- [Problem description] Across these entries, report how many lines include the string "below", with nothing but the number.

[Stored data entries]

┌──

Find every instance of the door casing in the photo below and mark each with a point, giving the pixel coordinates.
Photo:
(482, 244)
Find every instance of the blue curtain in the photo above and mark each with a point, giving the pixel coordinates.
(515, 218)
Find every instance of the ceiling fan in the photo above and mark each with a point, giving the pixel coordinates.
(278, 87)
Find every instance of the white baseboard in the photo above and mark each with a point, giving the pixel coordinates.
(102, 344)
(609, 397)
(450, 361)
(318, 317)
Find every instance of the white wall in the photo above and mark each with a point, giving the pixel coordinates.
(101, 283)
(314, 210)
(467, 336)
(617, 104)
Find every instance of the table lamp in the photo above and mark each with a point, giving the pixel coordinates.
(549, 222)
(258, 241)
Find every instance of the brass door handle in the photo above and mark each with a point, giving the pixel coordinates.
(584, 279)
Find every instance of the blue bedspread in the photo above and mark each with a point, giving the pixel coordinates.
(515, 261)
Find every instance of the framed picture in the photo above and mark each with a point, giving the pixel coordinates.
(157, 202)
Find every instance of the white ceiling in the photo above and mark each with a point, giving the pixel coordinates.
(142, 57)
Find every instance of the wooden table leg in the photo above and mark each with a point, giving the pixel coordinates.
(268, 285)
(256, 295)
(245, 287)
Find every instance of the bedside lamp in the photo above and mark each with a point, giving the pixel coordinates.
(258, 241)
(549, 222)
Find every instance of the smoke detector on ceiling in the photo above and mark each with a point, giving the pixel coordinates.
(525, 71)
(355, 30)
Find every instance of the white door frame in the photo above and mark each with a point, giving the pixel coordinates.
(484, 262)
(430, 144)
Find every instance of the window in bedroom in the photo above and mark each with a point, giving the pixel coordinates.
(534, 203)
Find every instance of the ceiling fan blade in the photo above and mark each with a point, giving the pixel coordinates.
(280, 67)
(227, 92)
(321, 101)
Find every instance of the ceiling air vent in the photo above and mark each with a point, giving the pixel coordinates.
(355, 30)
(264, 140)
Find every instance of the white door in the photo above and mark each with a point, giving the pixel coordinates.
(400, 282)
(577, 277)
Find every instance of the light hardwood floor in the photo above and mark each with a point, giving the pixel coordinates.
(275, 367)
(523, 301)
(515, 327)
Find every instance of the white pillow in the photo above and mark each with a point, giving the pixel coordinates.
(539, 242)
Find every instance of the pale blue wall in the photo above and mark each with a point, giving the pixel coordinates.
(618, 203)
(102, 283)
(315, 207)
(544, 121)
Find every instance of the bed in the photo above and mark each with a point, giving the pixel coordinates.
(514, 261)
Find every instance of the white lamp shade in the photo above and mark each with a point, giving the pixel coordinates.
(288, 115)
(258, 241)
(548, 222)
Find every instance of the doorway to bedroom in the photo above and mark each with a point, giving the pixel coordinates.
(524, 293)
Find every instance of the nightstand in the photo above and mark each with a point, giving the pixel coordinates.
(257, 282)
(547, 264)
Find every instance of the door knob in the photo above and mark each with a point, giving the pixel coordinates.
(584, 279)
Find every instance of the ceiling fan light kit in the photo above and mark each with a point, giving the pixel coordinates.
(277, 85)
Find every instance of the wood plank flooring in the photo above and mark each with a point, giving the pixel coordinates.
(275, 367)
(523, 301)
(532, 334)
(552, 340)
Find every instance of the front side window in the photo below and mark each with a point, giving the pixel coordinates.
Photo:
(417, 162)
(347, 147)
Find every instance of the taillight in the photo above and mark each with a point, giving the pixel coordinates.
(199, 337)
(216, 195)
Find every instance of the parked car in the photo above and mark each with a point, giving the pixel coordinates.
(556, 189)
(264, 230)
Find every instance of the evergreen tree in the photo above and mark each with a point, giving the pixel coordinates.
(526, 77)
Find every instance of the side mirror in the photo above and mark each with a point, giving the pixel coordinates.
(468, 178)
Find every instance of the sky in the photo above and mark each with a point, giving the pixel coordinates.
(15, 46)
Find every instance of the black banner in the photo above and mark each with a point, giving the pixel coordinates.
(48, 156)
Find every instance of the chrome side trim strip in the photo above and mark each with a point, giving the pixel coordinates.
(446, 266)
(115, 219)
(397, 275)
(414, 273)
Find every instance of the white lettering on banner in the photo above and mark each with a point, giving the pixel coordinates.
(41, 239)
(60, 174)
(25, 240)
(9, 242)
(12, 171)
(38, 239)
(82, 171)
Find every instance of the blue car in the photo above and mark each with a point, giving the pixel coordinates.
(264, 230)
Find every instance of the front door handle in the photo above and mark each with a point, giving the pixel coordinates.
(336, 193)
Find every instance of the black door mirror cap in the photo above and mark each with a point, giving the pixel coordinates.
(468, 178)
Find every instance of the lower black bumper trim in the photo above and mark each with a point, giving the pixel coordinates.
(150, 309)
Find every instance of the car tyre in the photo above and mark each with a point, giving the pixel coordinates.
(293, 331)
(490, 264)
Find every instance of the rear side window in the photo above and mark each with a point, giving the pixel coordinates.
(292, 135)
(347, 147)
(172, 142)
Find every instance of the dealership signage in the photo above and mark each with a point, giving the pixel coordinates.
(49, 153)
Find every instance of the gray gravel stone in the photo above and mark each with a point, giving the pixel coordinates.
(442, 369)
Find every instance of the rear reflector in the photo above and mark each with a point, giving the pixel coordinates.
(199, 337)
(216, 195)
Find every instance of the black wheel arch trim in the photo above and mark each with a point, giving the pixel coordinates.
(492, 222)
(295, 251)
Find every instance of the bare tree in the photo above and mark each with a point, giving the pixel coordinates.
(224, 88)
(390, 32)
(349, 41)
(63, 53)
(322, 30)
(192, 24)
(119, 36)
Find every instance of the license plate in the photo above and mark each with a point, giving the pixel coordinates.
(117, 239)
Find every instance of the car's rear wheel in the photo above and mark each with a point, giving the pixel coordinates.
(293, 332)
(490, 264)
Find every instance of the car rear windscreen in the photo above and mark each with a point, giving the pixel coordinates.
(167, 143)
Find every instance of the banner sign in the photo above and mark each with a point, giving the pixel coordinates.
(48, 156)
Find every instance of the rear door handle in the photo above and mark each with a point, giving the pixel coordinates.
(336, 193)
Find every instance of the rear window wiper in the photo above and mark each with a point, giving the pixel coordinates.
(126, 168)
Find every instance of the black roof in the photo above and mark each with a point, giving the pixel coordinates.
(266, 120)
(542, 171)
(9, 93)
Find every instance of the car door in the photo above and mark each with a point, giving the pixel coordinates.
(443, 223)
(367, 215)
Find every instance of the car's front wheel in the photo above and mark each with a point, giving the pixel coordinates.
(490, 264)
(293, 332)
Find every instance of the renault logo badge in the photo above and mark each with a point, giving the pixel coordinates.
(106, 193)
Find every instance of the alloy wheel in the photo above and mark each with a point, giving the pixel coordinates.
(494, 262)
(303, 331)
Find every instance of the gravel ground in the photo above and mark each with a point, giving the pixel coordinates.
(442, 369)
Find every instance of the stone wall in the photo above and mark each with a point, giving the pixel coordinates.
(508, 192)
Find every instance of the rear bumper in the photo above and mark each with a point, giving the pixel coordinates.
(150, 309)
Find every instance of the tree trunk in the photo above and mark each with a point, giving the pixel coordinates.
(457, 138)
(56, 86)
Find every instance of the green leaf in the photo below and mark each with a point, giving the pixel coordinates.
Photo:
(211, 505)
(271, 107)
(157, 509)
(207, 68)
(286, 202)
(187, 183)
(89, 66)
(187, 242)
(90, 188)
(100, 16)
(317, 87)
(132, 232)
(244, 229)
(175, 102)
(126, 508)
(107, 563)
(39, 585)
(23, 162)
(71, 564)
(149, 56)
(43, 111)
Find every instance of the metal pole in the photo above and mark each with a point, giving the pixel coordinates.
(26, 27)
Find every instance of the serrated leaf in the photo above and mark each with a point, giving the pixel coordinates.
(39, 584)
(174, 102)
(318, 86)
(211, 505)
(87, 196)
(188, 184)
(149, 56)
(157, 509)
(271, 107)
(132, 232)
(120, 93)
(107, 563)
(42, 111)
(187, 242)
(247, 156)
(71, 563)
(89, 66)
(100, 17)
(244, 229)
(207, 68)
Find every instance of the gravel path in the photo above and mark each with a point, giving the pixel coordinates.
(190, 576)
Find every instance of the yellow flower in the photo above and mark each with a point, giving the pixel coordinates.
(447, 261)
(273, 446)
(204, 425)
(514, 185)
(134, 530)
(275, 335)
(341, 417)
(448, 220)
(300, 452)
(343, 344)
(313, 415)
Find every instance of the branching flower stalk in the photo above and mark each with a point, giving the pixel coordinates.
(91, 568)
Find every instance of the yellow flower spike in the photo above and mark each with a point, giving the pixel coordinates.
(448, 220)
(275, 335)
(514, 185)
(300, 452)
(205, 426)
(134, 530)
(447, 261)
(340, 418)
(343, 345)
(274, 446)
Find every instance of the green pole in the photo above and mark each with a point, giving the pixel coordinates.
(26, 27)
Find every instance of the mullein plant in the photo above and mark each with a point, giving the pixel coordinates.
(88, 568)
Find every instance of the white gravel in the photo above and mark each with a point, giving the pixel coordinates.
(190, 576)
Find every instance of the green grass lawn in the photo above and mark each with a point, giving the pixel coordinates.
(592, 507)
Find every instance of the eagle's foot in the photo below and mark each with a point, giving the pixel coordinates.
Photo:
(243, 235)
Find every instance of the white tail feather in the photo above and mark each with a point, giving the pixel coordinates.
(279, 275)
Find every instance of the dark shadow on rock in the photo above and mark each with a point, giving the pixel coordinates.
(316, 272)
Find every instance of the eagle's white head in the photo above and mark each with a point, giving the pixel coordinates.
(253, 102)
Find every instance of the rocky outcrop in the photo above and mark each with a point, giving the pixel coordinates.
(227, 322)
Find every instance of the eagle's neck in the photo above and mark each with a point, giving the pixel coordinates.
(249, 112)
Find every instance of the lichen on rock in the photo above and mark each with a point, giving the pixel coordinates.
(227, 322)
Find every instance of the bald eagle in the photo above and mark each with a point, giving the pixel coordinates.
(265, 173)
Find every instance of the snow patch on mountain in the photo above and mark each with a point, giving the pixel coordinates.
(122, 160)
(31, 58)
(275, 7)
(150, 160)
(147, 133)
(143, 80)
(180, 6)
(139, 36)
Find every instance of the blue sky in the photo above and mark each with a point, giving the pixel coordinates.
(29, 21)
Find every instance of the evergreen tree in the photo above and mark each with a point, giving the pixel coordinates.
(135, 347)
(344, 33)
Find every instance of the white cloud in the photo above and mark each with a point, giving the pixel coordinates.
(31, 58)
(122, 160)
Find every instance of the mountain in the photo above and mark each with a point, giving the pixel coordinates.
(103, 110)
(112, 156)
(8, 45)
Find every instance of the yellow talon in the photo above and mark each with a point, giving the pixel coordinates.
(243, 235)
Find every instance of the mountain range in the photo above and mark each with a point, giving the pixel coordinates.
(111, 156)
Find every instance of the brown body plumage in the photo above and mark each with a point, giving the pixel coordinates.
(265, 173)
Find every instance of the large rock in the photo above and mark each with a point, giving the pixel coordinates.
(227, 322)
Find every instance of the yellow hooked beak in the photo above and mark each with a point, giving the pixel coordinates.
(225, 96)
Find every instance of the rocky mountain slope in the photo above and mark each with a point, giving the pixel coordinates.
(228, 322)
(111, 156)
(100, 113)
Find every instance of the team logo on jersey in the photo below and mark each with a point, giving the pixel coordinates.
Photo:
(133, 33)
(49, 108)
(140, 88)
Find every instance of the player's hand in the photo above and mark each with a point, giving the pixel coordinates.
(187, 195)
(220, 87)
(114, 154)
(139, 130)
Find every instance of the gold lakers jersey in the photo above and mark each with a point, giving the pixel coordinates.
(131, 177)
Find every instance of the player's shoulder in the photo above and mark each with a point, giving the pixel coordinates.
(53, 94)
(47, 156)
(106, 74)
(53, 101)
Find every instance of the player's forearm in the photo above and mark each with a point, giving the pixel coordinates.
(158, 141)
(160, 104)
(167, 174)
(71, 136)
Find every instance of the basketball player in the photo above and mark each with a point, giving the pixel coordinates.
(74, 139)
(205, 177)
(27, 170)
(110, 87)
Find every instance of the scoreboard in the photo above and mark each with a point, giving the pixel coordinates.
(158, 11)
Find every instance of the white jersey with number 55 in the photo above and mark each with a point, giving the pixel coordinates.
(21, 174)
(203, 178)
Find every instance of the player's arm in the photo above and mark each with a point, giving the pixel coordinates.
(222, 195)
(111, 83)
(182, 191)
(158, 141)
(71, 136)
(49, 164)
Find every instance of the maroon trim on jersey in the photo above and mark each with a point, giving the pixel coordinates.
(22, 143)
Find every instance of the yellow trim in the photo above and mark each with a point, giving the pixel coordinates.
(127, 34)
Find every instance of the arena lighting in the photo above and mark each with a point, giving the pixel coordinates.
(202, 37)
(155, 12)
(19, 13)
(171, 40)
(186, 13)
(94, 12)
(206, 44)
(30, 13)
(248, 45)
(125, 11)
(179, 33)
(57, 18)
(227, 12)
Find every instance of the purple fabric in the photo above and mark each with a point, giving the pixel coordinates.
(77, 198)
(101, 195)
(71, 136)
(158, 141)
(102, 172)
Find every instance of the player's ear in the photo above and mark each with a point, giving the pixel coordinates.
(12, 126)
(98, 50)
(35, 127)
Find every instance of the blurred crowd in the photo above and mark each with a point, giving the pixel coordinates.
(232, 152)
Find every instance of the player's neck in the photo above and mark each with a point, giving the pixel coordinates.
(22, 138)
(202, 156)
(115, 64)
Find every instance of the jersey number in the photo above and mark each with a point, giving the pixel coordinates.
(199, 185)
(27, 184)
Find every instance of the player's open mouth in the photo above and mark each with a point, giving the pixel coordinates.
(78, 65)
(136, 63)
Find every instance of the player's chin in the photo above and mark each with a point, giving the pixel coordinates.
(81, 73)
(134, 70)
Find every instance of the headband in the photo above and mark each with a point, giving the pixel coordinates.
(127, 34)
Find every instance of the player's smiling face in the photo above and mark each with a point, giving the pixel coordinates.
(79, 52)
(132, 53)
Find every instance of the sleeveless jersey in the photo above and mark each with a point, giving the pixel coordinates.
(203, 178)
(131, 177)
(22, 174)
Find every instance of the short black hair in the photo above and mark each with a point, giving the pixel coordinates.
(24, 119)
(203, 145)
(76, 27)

└──

- [Output for this task] 5